Task item - Each line from the one holding "Where can the green" through the final line of the data below is to be given again exactly, and no other line is to appear.

Items listed in a dataset:
# # # #

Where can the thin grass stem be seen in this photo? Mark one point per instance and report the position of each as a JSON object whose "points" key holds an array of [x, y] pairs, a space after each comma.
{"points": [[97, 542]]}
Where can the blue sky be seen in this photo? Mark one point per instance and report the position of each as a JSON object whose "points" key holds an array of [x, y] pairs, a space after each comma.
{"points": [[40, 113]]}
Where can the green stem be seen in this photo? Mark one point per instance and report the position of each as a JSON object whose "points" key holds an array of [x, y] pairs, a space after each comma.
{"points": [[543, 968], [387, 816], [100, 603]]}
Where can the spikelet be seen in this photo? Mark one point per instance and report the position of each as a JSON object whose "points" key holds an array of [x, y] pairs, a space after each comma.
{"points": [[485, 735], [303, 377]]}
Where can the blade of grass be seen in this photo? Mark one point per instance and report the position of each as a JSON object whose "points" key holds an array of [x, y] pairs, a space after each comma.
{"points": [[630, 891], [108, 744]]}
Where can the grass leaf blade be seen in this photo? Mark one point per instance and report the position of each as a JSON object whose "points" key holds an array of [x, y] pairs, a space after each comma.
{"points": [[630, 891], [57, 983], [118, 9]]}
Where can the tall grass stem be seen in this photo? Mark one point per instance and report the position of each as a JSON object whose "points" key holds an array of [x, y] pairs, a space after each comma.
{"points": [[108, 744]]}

# # # #

Task result -
Where can the green stem be seen in this photo? Mark one point per instance and report the position of each as a JSON object whose "points" key holds an array of [x, y] pairs, a space after each comma.
{"points": [[543, 968], [387, 816], [100, 603]]}
Where can the spikelet be seen in this photo? Mark one point per instance and report the position of each as a JSON object whose "points" key holds an array of [x, y] pairs, a space after each comma.
{"points": [[485, 735], [303, 377]]}
Where can the blade of grass be seen in this photo? Mark one point per instance and report the position of each as a JSON object whose "points" key holds an array of [x, y] pairs, a space after each comma.
{"points": [[630, 891], [108, 744]]}
Where can the grass leaf blade be seen in this photo? Mark one point per instance and report the position of each as a JSON object whose "points" key holds an array of [x, y] pairs, a space after each comma.
{"points": [[630, 891], [57, 983], [118, 9]]}
Where can the tall grass stem be seen in this photo? Mark one point per instance and report the position of each as a JSON object whose "points" key holds an array of [x, y] pairs, a space after each comma.
{"points": [[108, 744]]}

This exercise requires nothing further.